Given text
## START

Happy Sunday evening, friends.
How is everyone doing on this crisp and cool Sunday night? Did you have a good weekend? Shoot me a text or drop me a comment — I’d genuinely love to hear how your weekend went.
Yesterday was a day of decluttering, releasing, and letting go of things that no longer serve me. While sorting through old boxes and forgotten corners, I found a few photos tucked away — little pieces of my life I hadn’t seen in years. One of them stopped me in my tracks.
It was my Granny.
She was sitting in a booth at a restaurant, eating an ice cream cone — chocolate chip on a sugar cone, her favorite. She had the biggest smile on her face. She was happy. And for a moment, I could almost hear her laugh again.
One thing I wish I had known about my Granny is what her deepest feelings were. I know she lived a life that mirrored parts of mine, but I never really got to hear her story in her own words. Maybe it’s time to sit down with the one person who might know — Aunt Billie. Maybe she’d share some of the heartaches and the sweetest memories Granny entrusted to her. It can’t hurt to ask.

## END

The problem
From the post about finding an old photo of Granny, lift out the passage that starts with the words containing "How is everyone" and ends with "was my Granny.". None of the material is needed here.

Collected material
## START

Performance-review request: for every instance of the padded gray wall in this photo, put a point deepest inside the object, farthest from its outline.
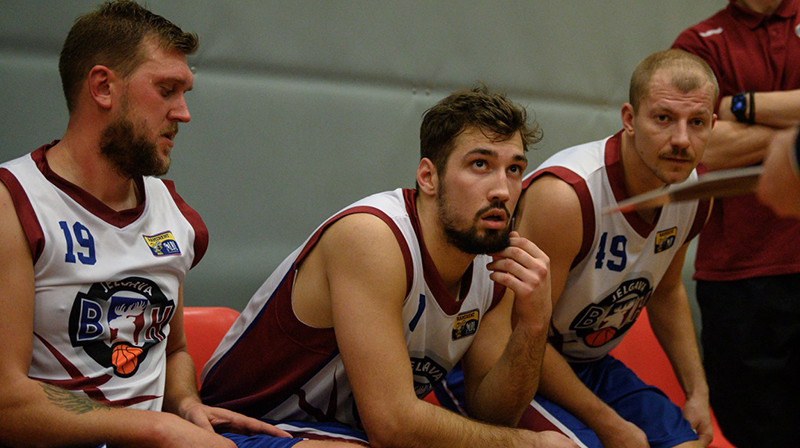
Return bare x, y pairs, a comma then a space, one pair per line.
301, 107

## END

Completed task
How is everyone doing on this crisp and cool Sunday night? Did you have a good weekend? Shoot me a text or drop me a comment — I’d genuinely love to hear how your weekend went.
Yesterday was a day of decluttering, releasing, and letting go of things that no longer serve me. While sorting through old boxes and forgotten corners, I found a few photos tucked away — little pieces of my life I hadn’t seen in years. One of them stopped me in my tracks.
It was my Granny.